MATERIAL FOR THIS TASK
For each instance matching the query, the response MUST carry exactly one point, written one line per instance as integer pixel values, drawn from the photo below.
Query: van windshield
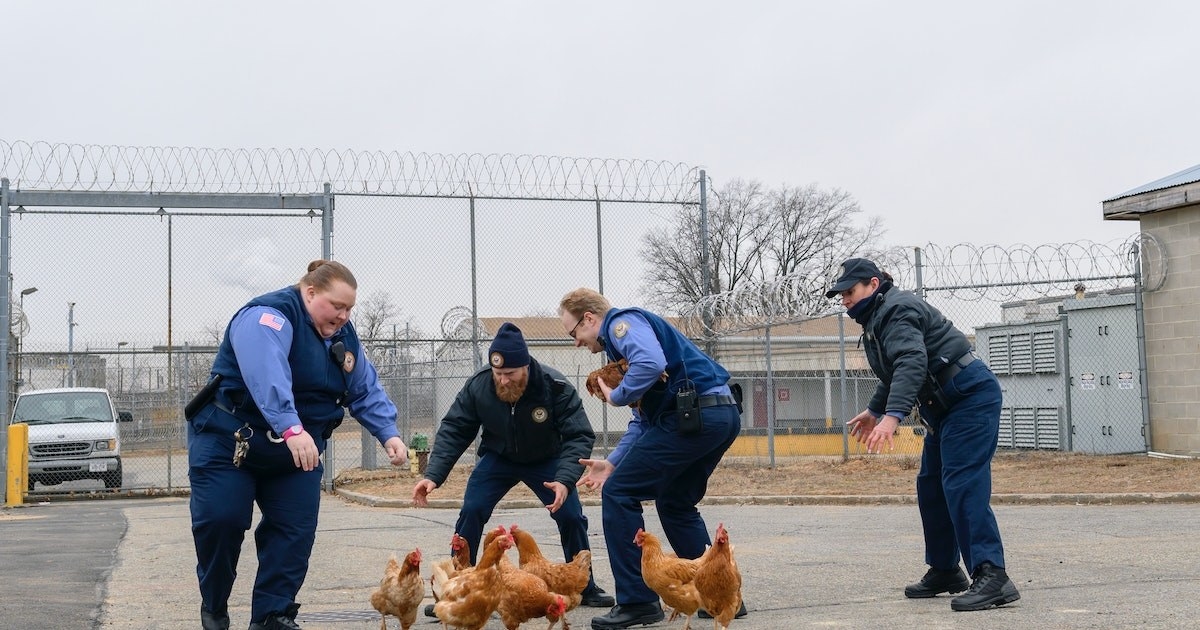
(63, 407)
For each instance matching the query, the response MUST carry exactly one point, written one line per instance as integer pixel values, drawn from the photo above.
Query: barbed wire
(112, 168)
(963, 271)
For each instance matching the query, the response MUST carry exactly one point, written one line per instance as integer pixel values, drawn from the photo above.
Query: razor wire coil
(963, 271)
(112, 168)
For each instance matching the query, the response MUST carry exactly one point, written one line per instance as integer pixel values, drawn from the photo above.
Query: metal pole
(6, 311)
(327, 225)
(1140, 315)
(845, 405)
(604, 408)
(771, 406)
(70, 345)
(474, 289)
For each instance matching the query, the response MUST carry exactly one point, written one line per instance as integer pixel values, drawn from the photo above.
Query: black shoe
(742, 612)
(991, 587)
(211, 621)
(279, 621)
(937, 581)
(595, 598)
(629, 615)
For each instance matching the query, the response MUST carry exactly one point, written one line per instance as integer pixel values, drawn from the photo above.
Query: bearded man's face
(510, 382)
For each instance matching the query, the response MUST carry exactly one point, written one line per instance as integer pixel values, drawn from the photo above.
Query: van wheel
(113, 480)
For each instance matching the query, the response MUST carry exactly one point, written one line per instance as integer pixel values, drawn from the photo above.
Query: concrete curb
(1127, 498)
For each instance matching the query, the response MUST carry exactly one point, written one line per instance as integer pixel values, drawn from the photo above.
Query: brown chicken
(565, 579)
(472, 597)
(443, 570)
(611, 373)
(526, 597)
(719, 581)
(401, 591)
(671, 577)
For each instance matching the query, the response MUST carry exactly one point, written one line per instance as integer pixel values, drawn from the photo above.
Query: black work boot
(937, 581)
(279, 621)
(213, 621)
(629, 615)
(595, 598)
(991, 587)
(742, 612)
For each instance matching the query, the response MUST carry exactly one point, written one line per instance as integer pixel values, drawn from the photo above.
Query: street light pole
(120, 373)
(21, 339)
(70, 345)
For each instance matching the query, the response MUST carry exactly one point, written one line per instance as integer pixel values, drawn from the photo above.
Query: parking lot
(130, 564)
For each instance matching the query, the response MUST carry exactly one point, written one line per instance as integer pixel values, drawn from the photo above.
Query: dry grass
(1037, 473)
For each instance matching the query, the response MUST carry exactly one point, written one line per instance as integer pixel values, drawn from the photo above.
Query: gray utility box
(1069, 379)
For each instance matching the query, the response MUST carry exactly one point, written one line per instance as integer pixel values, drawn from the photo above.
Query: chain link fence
(135, 299)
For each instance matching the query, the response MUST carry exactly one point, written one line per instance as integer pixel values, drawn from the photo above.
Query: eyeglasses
(576, 327)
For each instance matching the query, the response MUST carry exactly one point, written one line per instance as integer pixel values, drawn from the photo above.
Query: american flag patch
(270, 321)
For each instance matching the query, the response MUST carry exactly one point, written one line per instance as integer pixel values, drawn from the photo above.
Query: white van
(72, 435)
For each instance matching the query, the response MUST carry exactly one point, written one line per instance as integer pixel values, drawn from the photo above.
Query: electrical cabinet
(1069, 382)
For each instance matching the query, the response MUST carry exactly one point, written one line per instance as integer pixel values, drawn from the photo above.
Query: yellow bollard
(18, 463)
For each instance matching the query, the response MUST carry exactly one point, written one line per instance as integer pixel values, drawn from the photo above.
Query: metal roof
(1187, 175)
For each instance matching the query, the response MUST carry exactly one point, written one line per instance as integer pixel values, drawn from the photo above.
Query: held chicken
(671, 577)
(401, 591)
(612, 373)
(473, 595)
(565, 579)
(719, 581)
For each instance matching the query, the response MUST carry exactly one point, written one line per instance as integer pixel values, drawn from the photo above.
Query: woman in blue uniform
(288, 367)
(922, 359)
(683, 426)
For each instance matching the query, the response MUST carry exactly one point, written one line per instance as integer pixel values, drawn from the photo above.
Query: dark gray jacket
(547, 421)
(907, 341)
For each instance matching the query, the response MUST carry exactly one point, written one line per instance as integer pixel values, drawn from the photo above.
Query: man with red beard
(534, 431)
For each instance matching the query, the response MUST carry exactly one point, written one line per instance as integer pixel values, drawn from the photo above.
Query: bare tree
(375, 315)
(754, 235)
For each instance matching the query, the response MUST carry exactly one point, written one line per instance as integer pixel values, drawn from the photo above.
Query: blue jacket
(318, 384)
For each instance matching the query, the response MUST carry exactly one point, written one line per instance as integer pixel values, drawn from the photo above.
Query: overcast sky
(993, 123)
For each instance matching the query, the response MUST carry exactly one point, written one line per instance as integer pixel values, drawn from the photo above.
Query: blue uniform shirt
(639, 342)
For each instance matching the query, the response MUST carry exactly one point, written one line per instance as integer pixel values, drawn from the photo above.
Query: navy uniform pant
(672, 471)
(495, 477)
(954, 484)
(222, 504)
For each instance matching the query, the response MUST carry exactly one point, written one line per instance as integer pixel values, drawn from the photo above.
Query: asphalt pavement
(130, 564)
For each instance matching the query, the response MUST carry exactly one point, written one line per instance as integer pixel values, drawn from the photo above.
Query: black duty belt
(715, 400)
(955, 366)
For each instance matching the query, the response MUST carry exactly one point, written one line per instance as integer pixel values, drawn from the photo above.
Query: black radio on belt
(688, 412)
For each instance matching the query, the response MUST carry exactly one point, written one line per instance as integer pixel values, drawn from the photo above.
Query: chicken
(472, 597)
(401, 591)
(565, 579)
(719, 581)
(671, 577)
(612, 373)
(526, 597)
(443, 570)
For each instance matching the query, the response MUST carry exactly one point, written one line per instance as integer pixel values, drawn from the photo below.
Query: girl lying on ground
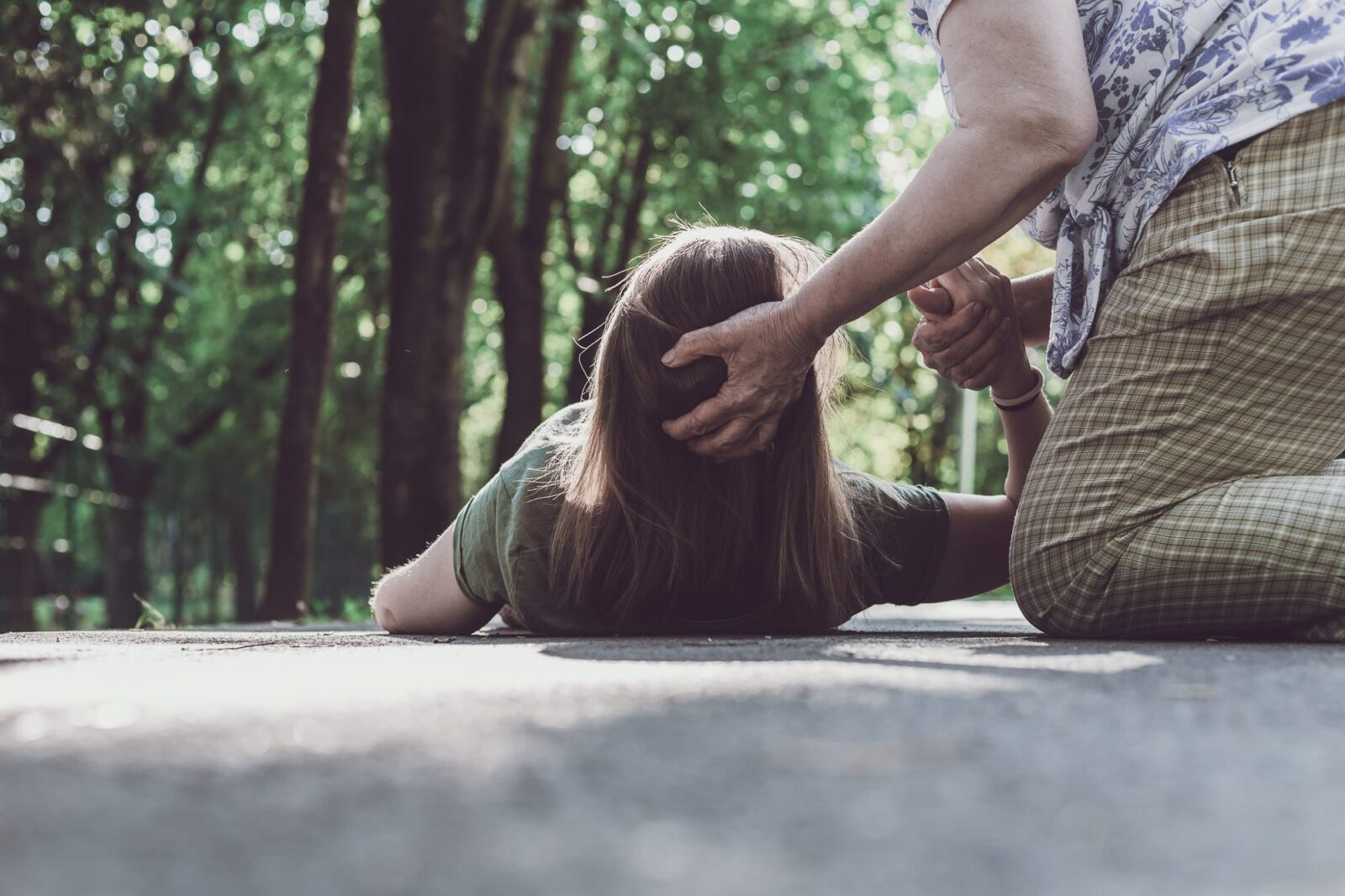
(604, 524)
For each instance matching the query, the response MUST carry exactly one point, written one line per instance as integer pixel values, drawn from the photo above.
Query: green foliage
(151, 165)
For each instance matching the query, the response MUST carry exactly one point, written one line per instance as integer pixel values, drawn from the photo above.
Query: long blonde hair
(650, 532)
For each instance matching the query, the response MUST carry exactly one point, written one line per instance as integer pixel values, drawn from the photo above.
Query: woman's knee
(1046, 573)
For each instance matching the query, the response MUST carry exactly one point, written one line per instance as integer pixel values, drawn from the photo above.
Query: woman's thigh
(1216, 358)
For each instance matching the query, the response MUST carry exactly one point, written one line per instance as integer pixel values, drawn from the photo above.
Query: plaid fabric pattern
(1188, 485)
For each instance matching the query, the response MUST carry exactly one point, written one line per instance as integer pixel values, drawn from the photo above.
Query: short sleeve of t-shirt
(502, 535)
(477, 546)
(905, 532)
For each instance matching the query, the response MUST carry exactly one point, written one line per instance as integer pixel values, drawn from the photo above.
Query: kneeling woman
(603, 524)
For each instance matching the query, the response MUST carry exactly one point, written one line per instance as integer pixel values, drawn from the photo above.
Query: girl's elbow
(383, 606)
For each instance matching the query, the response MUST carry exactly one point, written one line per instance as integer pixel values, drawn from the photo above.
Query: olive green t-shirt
(502, 540)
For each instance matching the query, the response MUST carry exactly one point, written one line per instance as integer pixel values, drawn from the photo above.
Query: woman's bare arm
(977, 555)
(1026, 116)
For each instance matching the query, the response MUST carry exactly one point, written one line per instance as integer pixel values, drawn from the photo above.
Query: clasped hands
(968, 333)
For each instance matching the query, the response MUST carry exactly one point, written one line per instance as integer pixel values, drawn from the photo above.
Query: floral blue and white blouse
(1174, 81)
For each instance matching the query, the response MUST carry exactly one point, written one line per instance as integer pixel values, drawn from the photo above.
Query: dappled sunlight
(1026, 656)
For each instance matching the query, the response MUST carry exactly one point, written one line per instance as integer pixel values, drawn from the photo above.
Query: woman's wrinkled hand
(768, 351)
(970, 331)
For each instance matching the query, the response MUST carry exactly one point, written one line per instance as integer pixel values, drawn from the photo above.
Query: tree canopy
(152, 171)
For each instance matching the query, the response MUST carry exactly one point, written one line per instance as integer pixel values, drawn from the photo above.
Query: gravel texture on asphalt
(930, 751)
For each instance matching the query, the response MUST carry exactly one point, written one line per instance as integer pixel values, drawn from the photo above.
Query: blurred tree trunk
(22, 513)
(518, 245)
(132, 479)
(926, 451)
(178, 560)
(241, 559)
(293, 506)
(454, 104)
(604, 262)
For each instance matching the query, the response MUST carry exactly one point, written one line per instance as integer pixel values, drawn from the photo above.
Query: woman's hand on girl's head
(970, 329)
(768, 353)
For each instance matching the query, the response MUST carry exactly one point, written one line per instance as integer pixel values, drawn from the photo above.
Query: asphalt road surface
(942, 751)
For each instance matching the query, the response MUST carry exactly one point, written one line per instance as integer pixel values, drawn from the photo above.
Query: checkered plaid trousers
(1188, 485)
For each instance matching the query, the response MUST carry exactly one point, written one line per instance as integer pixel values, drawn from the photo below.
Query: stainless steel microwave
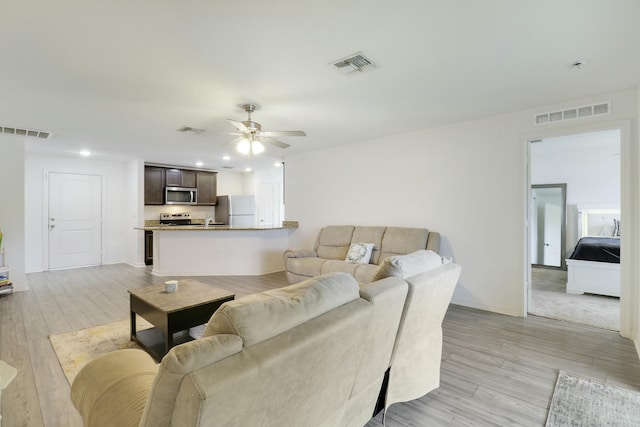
(180, 196)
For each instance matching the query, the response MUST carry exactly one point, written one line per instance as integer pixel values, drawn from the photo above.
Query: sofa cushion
(333, 265)
(366, 272)
(258, 317)
(404, 266)
(370, 234)
(402, 240)
(333, 241)
(309, 267)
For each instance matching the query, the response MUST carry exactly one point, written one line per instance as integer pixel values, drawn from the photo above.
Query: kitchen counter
(219, 250)
(217, 227)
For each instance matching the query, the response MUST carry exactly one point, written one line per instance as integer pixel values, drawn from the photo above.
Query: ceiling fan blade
(234, 141)
(239, 125)
(284, 133)
(274, 142)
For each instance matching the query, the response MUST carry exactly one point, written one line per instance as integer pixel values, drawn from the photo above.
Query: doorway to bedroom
(586, 168)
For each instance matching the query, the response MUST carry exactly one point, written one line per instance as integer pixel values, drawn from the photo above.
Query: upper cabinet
(154, 185)
(156, 178)
(206, 183)
(180, 178)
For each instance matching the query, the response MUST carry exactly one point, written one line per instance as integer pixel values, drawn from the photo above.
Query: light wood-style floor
(496, 370)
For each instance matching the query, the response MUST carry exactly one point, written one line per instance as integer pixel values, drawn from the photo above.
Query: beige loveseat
(310, 354)
(333, 242)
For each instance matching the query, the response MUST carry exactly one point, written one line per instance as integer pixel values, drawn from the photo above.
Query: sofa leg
(382, 395)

TRY IT
Retype the lines from the one containing "Query: kitchen counter" through the last line of the records. Leave out everything else.

TASK RESPONSE
Query: kitchen counter
(219, 250)
(217, 227)
For each instance matching the query, the response MUST carry exactly one point, written one line per instance as integer pixel values, drawn from the photo above.
Query: ceiling fan blade
(234, 141)
(239, 125)
(284, 133)
(274, 142)
For each instance matching the query, the response MUST carry exactly one point, written one line per instance as integer pixel values, drawn from the photo above.
Query: doorway to bedroom
(586, 168)
For each instance matching the query, the response MUST carry exactly one point, written one line per instance as integer pixel values, drawn from the photo above.
Query: upper cabinet
(154, 185)
(156, 178)
(206, 183)
(180, 178)
For each instance matching the query, the response MUST carry exactly one point, written one line per instance as integer pixel values, drawn from the photo above.
Query: light wood-style floor
(496, 370)
For each instance matching the query, the response MUST carry exactly one point, written one line per instance as integer pixel values, drawn from the photo above.
Query: beige loveseat
(310, 354)
(333, 242)
For each instance matching the query, the response MUST carry exactly one point, written one line per instance as integer pixel values, drawn from the photo above.
Query: sofa leg
(382, 395)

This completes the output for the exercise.